GIVEN TASK: Reproduce every item below with "formatted sample" changed to "reference layout" and nothing else altered. Leave the pictures out.

RECORDS SHOWN:
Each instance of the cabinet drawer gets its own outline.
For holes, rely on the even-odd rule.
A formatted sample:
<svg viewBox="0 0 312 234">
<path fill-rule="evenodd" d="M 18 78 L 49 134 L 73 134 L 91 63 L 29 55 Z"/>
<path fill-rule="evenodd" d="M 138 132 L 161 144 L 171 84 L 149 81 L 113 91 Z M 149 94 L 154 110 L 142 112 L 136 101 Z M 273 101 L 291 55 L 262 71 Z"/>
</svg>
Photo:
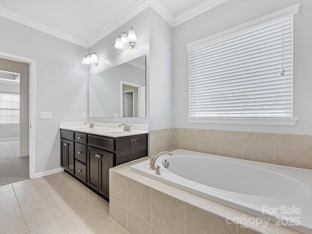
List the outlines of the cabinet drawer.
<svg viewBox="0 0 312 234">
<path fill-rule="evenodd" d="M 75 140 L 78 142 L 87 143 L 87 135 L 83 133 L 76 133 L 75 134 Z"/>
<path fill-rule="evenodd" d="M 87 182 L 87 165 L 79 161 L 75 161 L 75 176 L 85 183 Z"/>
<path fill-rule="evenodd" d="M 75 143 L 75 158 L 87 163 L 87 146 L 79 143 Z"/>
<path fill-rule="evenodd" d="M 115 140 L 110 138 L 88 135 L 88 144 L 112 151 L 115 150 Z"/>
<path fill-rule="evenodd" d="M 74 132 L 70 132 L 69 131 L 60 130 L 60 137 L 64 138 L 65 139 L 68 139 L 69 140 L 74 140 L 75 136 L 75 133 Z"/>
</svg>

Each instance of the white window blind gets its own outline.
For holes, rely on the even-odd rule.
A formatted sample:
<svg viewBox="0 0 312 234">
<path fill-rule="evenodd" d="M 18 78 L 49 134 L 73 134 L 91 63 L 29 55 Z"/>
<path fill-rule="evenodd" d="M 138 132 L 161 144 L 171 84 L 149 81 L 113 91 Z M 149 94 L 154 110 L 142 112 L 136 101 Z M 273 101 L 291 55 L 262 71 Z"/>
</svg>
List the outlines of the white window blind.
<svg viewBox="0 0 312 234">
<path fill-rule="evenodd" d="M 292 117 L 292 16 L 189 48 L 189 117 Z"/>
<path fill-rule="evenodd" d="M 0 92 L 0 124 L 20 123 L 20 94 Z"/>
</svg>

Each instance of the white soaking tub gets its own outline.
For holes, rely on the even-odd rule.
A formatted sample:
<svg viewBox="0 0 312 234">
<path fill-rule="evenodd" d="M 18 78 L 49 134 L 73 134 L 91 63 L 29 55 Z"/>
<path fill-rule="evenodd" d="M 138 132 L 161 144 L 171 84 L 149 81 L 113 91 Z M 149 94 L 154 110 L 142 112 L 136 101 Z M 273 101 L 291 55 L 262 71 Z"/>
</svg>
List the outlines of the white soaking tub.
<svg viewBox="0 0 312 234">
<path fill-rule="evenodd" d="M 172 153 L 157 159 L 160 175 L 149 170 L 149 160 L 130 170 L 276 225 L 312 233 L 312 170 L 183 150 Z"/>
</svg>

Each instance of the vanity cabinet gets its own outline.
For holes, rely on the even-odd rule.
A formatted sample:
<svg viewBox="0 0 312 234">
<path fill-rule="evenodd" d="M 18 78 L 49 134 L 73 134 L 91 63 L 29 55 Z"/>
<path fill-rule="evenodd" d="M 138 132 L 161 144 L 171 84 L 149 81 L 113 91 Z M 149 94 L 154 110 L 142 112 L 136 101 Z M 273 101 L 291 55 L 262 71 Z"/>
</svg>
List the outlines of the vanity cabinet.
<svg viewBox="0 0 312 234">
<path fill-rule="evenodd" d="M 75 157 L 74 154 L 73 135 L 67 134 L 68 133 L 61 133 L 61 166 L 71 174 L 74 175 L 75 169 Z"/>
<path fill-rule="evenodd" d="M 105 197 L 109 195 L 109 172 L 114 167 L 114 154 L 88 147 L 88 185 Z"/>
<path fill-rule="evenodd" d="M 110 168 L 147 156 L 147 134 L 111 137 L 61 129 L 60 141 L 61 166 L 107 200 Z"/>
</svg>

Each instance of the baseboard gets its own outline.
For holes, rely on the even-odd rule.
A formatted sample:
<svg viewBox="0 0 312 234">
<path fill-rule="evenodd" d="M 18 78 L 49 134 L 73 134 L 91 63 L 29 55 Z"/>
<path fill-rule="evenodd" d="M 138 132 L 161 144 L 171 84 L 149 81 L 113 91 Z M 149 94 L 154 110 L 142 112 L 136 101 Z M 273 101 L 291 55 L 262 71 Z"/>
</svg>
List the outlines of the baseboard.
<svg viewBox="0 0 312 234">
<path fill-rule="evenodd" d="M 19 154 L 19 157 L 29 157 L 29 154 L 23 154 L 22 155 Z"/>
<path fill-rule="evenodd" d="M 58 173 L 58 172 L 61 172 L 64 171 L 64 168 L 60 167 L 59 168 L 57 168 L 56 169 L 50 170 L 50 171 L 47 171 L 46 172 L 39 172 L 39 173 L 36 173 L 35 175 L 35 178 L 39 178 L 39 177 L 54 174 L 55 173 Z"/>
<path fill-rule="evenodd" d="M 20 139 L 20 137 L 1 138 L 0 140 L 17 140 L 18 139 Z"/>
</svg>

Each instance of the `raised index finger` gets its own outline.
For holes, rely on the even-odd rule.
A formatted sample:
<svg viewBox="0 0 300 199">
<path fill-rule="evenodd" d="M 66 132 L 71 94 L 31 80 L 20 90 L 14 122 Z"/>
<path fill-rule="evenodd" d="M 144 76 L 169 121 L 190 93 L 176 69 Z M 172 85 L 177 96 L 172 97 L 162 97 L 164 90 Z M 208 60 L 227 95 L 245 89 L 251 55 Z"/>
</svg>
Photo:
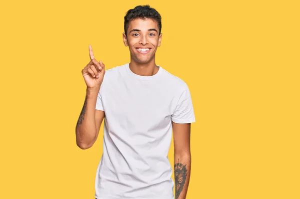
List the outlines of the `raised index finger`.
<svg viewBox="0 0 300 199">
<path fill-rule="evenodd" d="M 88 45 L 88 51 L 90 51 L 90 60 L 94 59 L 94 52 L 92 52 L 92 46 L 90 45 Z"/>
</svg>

EXERCISE SOLUTION:
Each instance of the cabinet drawer gets its own outline.
For holes, rely on the even-odd rule.
A reference layout:
<svg viewBox="0 0 312 234">
<path fill-rule="evenodd" d="M 18 78 L 49 134 L 73 134 L 91 63 L 29 55 Z"/>
<path fill-rule="evenodd" d="M 138 132 L 161 144 L 171 84 L 149 81 L 113 91 Z M 149 94 L 154 110 L 142 112 L 136 101 Z M 273 101 L 291 55 L 262 71 Z"/>
</svg>
Photo:
List the outlines of the cabinet drawer.
<svg viewBox="0 0 312 234">
<path fill-rule="evenodd" d="M 75 140 L 78 142 L 87 143 L 87 135 L 83 133 L 76 133 L 75 134 Z"/>
<path fill-rule="evenodd" d="M 87 182 L 87 165 L 79 161 L 75 161 L 75 176 L 85 183 Z"/>
<path fill-rule="evenodd" d="M 75 143 L 75 158 L 87 163 L 87 146 L 79 143 Z"/>
<path fill-rule="evenodd" d="M 115 140 L 110 138 L 88 135 L 88 144 L 112 151 L 115 150 Z"/>
<path fill-rule="evenodd" d="M 74 132 L 70 132 L 69 131 L 60 130 L 60 137 L 64 138 L 65 139 L 68 139 L 69 140 L 74 140 L 75 136 L 75 133 Z"/>
</svg>

Each instance of the white window blind gets its own outline.
For holes, rely on the even-odd rule.
A reference layout:
<svg viewBox="0 0 312 234">
<path fill-rule="evenodd" d="M 18 78 L 49 134 L 73 134 L 91 63 L 29 55 Z"/>
<path fill-rule="evenodd" d="M 138 132 L 161 144 L 171 84 L 149 81 L 113 91 Z M 149 94 L 154 110 L 142 112 L 136 101 Z M 273 101 L 291 55 L 262 71 Z"/>
</svg>
List the outlines of the white window blind.
<svg viewBox="0 0 312 234">
<path fill-rule="evenodd" d="M 292 117 L 292 16 L 189 48 L 189 117 Z"/>
<path fill-rule="evenodd" d="M 0 92 L 0 124 L 20 123 L 20 94 Z"/>
</svg>

Each instance of the white soaking tub gets its own outline.
For holes, rely on the even-odd rule.
A reference layout:
<svg viewBox="0 0 312 234">
<path fill-rule="evenodd" d="M 18 78 L 49 134 L 73 134 L 91 63 L 29 55 Z"/>
<path fill-rule="evenodd" d="M 138 132 L 161 144 L 171 84 L 149 81 L 113 91 Z M 149 94 L 154 110 L 142 112 L 136 101 Z M 273 101 L 291 55 L 262 71 Z"/>
</svg>
List the outlines of the white soaking tub.
<svg viewBox="0 0 312 234">
<path fill-rule="evenodd" d="M 172 153 L 157 159 L 160 175 L 149 170 L 149 160 L 130 170 L 276 225 L 312 233 L 312 170 L 183 150 Z"/>
</svg>

Each instance of the vanity cabinet gets its own outline.
For holes, rely on the even-odd rule.
A reference layout:
<svg viewBox="0 0 312 234">
<path fill-rule="evenodd" d="M 18 78 L 49 134 L 73 134 L 91 63 L 29 55 Z"/>
<path fill-rule="evenodd" d="M 138 132 L 161 144 L 171 84 L 149 81 L 113 91 Z M 149 94 L 154 110 L 142 112 L 136 101 Z M 273 101 L 291 55 L 262 71 Z"/>
</svg>
List the outlines of the vanity cabinet.
<svg viewBox="0 0 312 234">
<path fill-rule="evenodd" d="M 75 157 L 74 154 L 73 135 L 67 134 L 68 133 L 61 133 L 61 166 L 71 174 L 74 175 L 75 169 Z"/>
<path fill-rule="evenodd" d="M 105 197 L 109 195 L 109 172 L 114 167 L 114 154 L 88 147 L 88 185 Z"/>
<path fill-rule="evenodd" d="M 110 168 L 147 156 L 147 134 L 111 137 L 61 129 L 60 141 L 61 166 L 107 200 Z"/>
</svg>

Each instance of the baseboard gets its own outline.
For holes, rely on the even-odd rule.
A reference layout:
<svg viewBox="0 0 312 234">
<path fill-rule="evenodd" d="M 18 78 L 49 134 L 73 134 L 91 63 L 29 55 Z"/>
<path fill-rule="evenodd" d="M 138 132 L 161 144 L 171 84 L 149 81 L 113 91 Z M 149 94 L 154 110 L 142 112 L 136 101 Z M 273 101 L 291 55 L 262 71 Z"/>
</svg>
List the outlines of the baseboard.
<svg viewBox="0 0 312 234">
<path fill-rule="evenodd" d="M 19 154 L 19 157 L 29 157 L 29 154 L 23 154 L 22 155 Z"/>
<path fill-rule="evenodd" d="M 58 173 L 58 172 L 61 172 L 64 171 L 64 168 L 60 167 L 59 168 L 57 168 L 56 169 L 50 170 L 50 171 L 47 171 L 46 172 L 39 172 L 39 173 L 36 173 L 35 175 L 35 178 L 39 178 L 39 177 L 54 174 L 55 173 Z"/>
<path fill-rule="evenodd" d="M 20 139 L 20 137 L 1 138 L 0 140 L 17 140 L 18 139 Z"/>
</svg>

Each instance of the `raised index finger` gets its own outline.
For holes, rely on the even-odd rule.
A reference layout:
<svg viewBox="0 0 300 199">
<path fill-rule="evenodd" d="M 66 132 L 71 94 L 31 80 L 20 90 L 14 122 Z"/>
<path fill-rule="evenodd" d="M 144 76 L 169 121 L 190 93 L 176 69 Z M 172 85 L 177 96 L 172 97 L 162 97 L 164 90 Z M 208 60 L 227 95 L 245 89 L 251 55 Z"/>
</svg>
Photo:
List the outlines of the `raised index finger`.
<svg viewBox="0 0 300 199">
<path fill-rule="evenodd" d="M 88 45 L 88 51 L 90 51 L 90 60 L 94 59 L 94 52 L 92 52 L 92 46 L 90 45 Z"/>
</svg>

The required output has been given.